> Stated goal
Render as a Markdown table the lines starting at the one that contains "Provide the polygon of every instance of the flag" and ending at the one that contains "Segment each instance of the flag stand base.", with both ends included. Use the columns Row and Line, number each row, and leave out any blank lines.

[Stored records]
▼▼▼

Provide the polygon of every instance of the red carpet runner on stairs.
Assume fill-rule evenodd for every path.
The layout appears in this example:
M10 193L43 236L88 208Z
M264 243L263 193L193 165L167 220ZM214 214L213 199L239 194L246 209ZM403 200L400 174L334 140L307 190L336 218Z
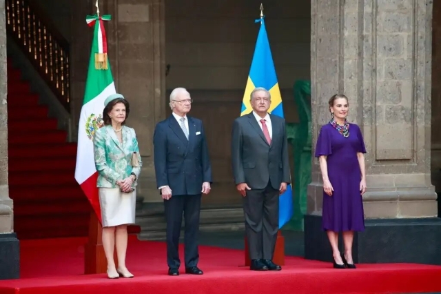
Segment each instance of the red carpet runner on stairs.
M76 144L8 63L9 191L19 239L86 236L90 206L74 174Z
M8 61L9 192L19 239L87 236L90 206L74 177L76 144ZM139 227L131 227L137 232Z
M132 236L127 267L133 279L82 275L85 238L21 242L21 279L0 282L1 294L347 294L441 291L441 266L411 264L360 264L356 270L287 257L280 272L240 266L243 251L201 246L203 275L167 275L165 244ZM183 248L181 248L181 260Z

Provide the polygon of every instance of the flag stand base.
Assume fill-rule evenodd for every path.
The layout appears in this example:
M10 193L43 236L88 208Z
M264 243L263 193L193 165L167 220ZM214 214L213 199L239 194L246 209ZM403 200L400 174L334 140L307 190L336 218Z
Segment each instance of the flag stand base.
M251 259L249 259L249 251L248 248L248 241L247 237L245 237L245 266L251 266ZM279 230L277 232L277 240L276 241L276 248L274 249L274 255L273 256L273 262L279 266L285 265L285 237L282 235L282 232Z
M95 212L90 213L89 222L89 240L84 246L84 274L105 273L107 270L107 263L103 247L103 227ZM116 255L116 252L115 252ZM116 258L114 257L115 265Z

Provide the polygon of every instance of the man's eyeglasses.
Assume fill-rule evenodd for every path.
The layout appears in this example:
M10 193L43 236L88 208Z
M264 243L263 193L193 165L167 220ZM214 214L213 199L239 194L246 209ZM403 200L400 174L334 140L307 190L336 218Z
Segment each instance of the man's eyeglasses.
M193 99L186 99L184 100L172 100L174 102L179 102L180 104L183 104L183 103L189 103L192 104L193 103Z

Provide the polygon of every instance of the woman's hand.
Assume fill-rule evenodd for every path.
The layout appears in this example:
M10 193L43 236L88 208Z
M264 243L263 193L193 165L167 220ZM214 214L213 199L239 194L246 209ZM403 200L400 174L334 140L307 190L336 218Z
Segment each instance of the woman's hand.
M118 184L118 182L116 182ZM132 184L133 184L133 179L132 177L127 177L122 181L120 181L119 187L124 193L129 192L132 189Z
M332 188L332 185L331 184L331 182L329 179L323 181L323 190L329 196L332 196L332 191L334 191L334 188Z
M361 195L365 194L365 192L366 192L366 180L365 179L362 179L360 181L360 192L361 192Z

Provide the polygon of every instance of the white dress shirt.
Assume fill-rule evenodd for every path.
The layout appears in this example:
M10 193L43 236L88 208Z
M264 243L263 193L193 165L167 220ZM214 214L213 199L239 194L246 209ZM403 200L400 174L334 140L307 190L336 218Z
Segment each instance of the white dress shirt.
M174 112L172 112L172 114L173 115L174 118L176 119L176 121L178 121L178 124L179 125L179 126L181 126L181 119L183 118L183 117L184 119L185 119L184 120L184 125L185 126L185 128L187 128L187 132L188 132L188 133L189 134L189 130L188 129L188 119L187 119L187 115L185 115L184 117L180 117L179 115L176 115ZM161 187L158 188L158 189L161 190L163 188L165 188L165 187L168 187L168 186L161 186Z
M273 127L272 127L272 125L271 124L271 119L269 118L269 115L267 113L267 115L264 118L259 117L259 115L254 111L253 111L253 115L254 115L254 117L256 117L256 119L257 120L257 123L260 126L260 130L262 130L263 132L263 128L262 126L262 123L260 122L260 119L265 119L265 124L267 125L267 128L268 128L268 133L269 133L269 137L272 139L273 139Z

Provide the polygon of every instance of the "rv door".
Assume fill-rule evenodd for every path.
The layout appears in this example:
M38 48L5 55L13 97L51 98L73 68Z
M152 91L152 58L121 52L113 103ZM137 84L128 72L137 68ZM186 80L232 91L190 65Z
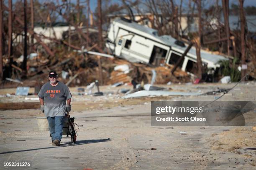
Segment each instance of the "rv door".
M115 49L115 55L119 56L121 54L122 48L123 46L124 42L125 41L123 38L120 38L117 40L116 42Z

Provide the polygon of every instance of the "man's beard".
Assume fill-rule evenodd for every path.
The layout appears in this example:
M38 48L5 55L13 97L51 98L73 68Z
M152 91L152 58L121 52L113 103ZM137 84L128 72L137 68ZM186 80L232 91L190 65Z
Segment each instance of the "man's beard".
M51 82L51 84L54 84L56 83L56 82L57 82L57 80L50 80L50 82Z

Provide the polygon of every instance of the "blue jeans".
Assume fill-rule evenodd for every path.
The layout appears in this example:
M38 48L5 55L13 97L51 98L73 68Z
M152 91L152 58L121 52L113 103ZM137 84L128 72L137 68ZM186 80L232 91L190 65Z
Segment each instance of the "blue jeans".
M60 141L61 140L64 117L64 116L47 117L53 141L57 140Z

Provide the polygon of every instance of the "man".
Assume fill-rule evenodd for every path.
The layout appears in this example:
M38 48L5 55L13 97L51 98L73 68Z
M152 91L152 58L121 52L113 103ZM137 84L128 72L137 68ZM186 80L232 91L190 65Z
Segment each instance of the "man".
M57 80L57 78L58 75L55 71L50 71L50 81L43 85L38 96L41 110L44 113L49 124L52 138L52 145L59 146L66 111L68 113L71 110L72 95L68 87Z

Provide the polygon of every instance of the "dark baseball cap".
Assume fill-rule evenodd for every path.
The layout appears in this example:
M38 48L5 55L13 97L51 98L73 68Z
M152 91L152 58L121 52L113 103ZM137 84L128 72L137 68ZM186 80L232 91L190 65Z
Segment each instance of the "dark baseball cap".
M49 78L56 78L58 76L58 75L55 71L51 71L49 72Z

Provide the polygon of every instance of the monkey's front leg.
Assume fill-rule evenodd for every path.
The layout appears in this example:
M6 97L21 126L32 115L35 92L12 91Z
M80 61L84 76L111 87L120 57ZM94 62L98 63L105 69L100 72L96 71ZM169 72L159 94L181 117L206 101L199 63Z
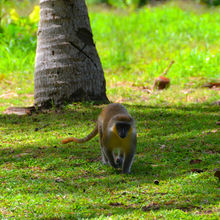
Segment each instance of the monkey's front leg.
M131 172L131 165L134 159L134 152L125 154L124 163L122 166L123 173L130 173Z
M110 165L114 168L118 168L118 165L115 163L115 158L114 158L114 154L113 151L107 149L106 147L103 148L104 152L105 152L105 156L108 159L108 162L110 163Z

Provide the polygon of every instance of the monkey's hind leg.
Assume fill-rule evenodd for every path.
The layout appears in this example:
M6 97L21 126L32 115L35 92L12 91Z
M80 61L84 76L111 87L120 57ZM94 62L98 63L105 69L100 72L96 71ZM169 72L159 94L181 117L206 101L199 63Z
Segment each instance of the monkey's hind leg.
M101 146L101 156L102 156L102 163L105 164L105 165L108 164L108 159L107 159L107 157L105 156L105 152L104 152L102 146Z
M119 152L118 157L116 158L116 164L117 164L119 167L121 167L122 164L123 164L123 160L124 160L124 152L121 150L121 151Z

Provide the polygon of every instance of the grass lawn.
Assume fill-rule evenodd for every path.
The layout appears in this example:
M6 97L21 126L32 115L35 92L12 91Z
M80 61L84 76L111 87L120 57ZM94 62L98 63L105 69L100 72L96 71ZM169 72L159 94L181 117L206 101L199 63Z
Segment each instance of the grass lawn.
M101 164L84 137L103 106L73 103L30 116L37 24L2 21L0 219L219 219L220 8L167 3L138 11L90 8L107 95L136 119L131 175ZM7 20L6 19L6 20ZM171 60L171 87L148 93Z

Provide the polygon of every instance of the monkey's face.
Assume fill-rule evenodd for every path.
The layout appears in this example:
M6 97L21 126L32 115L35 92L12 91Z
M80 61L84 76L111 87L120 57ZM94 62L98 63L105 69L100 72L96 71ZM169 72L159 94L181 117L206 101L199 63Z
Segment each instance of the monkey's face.
M120 138L126 138L128 136L129 130L131 129L131 125L126 122L117 122L115 127Z

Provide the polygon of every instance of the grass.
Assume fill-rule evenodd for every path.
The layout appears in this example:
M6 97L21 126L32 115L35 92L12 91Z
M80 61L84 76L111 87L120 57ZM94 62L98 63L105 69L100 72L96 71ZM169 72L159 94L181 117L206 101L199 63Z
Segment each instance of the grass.
M26 18L23 25L3 23L0 219L219 219L220 94L201 88L219 78L219 8L96 7L90 16L107 95L136 119L132 174L101 164L98 138L60 144L63 137L87 135L103 106L2 114L33 103L37 30ZM148 93L171 59L171 87Z

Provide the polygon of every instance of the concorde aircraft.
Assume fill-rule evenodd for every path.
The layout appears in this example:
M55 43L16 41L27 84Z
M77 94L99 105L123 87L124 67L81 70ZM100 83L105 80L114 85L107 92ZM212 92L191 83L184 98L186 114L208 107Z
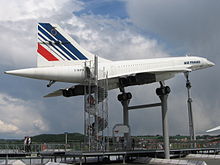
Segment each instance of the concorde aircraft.
M125 56L126 57L126 56ZM91 62L90 62L91 61ZM54 82L77 83L66 89L59 89L46 97L83 95L85 78L91 68L86 63L94 62L94 54L83 49L60 26L51 23L38 24L37 67L6 71L6 74L49 80ZM196 56L167 57L141 60L110 61L98 57L98 70L108 73L108 89L124 88L161 82L186 73L213 66L206 58ZM88 71L87 71L88 70ZM98 82L106 77L98 71Z

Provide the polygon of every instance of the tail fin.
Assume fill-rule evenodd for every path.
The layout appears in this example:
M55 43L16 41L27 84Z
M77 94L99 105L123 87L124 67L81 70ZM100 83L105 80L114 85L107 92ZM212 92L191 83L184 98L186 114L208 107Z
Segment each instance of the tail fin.
M73 65L94 59L92 53L83 49L60 26L50 23L38 24L37 52L38 67ZM105 59L99 58L100 60Z

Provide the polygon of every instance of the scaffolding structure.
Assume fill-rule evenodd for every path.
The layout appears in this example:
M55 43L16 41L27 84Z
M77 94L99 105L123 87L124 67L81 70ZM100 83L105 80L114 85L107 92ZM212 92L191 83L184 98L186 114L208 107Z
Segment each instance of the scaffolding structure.
M98 57L85 62L84 134L89 151L106 151L109 146L108 73L98 68ZM102 80L98 81L98 77Z

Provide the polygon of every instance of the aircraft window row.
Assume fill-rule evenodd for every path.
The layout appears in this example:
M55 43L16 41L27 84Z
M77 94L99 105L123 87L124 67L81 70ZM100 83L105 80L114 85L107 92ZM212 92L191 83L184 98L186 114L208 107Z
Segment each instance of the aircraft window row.
M186 61L184 64L200 64L200 61Z
M144 64L119 65L118 67L143 66Z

▲▲▲

> Final result
| Row | Line |
|---|---|
| 1 | Provide the polygon of every instance of the flag stand base. |
| 2 | Assume fill-rule evenodd for every path. |
| 3 | The layout appears in this example: |
| 4 | M10 193L43 236L88 208Z |
| 5 | M264 243L263 193L193 165L167 220ZM214 214L213 199L239 194L246 209ZM403 200L400 174L334 140L307 190L336 218Z |
| 6 | Segment each instance of the flag stand base. |